Short exercise | How many lines in the entries below contain the word "wall"? Reply with the number alone.

■ ■ ■ ■ ■ ■ ■

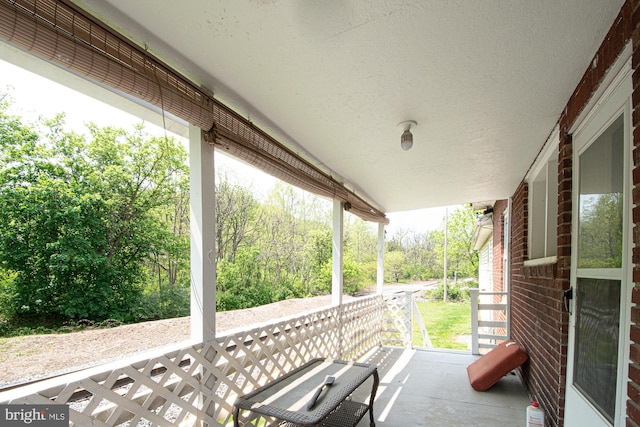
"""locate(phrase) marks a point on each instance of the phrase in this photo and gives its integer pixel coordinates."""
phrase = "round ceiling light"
(406, 139)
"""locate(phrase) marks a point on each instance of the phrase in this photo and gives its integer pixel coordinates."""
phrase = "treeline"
(96, 226)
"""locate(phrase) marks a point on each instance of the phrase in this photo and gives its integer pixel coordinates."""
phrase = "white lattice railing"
(197, 384)
(489, 319)
(400, 312)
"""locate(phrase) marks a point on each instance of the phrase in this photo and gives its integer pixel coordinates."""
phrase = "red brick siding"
(499, 210)
(632, 26)
(539, 321)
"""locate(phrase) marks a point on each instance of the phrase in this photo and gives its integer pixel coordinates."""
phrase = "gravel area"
(36, 356)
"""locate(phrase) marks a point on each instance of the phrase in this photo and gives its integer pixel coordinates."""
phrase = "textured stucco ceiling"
(485, 80)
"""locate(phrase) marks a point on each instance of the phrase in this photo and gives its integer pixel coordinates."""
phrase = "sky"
(27, 89)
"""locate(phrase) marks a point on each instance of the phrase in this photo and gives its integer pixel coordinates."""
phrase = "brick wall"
(633, 395)
(539, 320)
(499, 210)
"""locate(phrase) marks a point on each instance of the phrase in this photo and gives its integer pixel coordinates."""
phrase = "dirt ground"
(37, 356)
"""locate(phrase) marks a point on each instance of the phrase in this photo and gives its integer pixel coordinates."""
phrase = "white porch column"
(203, 233)
(380, 283)
(337, 251)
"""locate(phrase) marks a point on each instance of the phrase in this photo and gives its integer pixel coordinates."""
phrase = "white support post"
(380, 282)
(337, 253)
(475, 296)
(203, 233)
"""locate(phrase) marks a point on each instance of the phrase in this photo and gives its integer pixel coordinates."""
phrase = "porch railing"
(193, 384)
(401, 311)
(489, 319)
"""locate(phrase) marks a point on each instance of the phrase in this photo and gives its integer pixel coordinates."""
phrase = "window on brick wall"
(543, 202)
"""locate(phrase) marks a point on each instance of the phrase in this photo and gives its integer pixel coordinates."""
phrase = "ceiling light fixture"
(406, 140)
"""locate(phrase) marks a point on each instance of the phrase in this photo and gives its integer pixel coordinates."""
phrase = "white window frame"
(542, 180)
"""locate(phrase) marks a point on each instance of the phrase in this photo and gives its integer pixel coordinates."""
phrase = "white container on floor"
(535, 415)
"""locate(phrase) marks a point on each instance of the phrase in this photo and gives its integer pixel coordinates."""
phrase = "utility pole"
(446, 232)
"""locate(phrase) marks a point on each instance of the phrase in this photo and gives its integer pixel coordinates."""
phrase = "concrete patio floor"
(431, 388)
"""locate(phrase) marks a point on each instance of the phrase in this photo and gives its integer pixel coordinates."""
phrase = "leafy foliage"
(79, 217)
(96, 227)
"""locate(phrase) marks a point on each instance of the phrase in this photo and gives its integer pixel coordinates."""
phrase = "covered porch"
(423, 387)
(198, 383)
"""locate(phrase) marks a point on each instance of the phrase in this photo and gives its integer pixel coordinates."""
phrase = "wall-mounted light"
(406, 139)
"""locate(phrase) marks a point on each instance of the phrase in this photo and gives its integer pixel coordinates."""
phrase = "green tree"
(79, 217)
(462, 261)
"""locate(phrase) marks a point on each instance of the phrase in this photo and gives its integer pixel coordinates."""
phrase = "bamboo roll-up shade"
(61, 33)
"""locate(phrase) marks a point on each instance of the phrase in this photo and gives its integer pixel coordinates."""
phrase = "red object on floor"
(504, 358)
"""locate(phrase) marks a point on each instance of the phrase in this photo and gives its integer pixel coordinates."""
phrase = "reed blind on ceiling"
(60, 33)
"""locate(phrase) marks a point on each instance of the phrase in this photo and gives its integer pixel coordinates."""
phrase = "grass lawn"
(444, 323)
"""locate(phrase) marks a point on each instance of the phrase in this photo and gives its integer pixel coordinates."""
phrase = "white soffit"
(486, 81)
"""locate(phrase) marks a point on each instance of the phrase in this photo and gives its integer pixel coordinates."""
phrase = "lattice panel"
(396, 329)
(361, 327)
(198, 384)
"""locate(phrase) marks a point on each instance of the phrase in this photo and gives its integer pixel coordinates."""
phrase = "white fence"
(197, 384)
(489, 319)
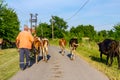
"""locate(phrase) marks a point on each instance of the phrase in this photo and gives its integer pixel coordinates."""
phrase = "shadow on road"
(97, 59)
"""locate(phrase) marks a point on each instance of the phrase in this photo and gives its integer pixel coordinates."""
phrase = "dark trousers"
(24, 52)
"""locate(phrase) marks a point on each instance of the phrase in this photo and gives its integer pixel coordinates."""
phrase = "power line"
(78, 10)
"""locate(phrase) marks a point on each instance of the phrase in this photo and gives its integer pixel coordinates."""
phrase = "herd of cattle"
(40, 45)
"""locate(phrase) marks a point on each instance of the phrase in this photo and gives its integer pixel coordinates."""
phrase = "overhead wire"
(78, 10)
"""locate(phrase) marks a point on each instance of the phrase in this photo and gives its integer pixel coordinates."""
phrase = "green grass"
(90, 53)
(8, 63)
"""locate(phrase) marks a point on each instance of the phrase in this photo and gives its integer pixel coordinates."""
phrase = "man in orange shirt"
(24, 43)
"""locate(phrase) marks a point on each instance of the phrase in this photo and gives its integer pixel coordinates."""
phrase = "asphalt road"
(60, 67)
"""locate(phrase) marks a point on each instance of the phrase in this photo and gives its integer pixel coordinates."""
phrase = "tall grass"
(89, 52)
(8, 63)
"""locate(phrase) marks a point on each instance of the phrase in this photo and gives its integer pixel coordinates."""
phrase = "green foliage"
(9, 24)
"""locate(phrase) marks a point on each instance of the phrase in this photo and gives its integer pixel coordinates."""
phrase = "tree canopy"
(9, 23)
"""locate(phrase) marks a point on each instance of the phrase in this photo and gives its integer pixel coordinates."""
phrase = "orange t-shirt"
(25, 39)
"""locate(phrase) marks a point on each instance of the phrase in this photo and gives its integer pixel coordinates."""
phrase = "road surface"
(60, 67)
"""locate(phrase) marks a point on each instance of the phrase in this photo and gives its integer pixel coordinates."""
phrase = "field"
(8, 63)
(88, 51)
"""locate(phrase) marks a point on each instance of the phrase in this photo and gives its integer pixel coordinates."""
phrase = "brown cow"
(62, 44)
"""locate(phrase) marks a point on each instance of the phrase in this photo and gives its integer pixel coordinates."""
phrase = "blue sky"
(102, 14)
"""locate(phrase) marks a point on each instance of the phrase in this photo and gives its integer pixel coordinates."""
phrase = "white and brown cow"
(45, 42)
(62, 44)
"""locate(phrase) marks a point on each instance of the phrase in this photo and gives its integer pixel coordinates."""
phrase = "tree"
(44, 30)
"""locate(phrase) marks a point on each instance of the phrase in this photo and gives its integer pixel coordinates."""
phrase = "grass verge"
(89, 52)
(8, 63)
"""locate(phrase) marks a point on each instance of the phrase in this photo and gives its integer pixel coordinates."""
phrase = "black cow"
(73, 44)
(111, 48)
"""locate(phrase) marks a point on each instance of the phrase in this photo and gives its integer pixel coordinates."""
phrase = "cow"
(62, 44)
(110, 48)
(73, 44)
(45, 48)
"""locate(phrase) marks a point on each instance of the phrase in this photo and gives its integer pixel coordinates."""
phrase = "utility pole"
(33, 21)
(52, 29)
(41, 29)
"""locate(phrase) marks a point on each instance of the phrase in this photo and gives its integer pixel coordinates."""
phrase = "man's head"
(26, 28)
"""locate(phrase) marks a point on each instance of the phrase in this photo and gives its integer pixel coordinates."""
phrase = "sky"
(102, 14)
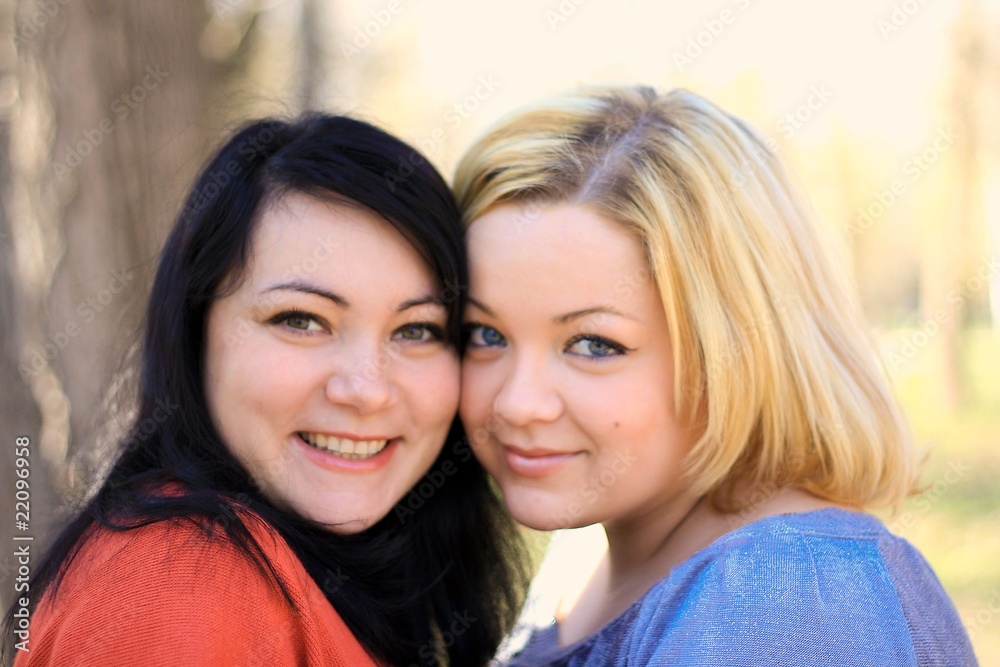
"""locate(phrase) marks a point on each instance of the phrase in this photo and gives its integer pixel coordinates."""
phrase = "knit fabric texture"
(828, 587)
(171, 594)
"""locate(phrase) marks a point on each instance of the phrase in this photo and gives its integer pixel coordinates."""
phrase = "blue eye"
(594, 346)
(483, 336)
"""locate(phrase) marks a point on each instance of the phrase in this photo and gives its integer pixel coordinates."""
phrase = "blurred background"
(889, 110)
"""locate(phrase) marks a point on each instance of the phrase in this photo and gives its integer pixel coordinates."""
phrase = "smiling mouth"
(344, 447)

■ ■ ■ ■ ■ ■ ■

Result of the task | 3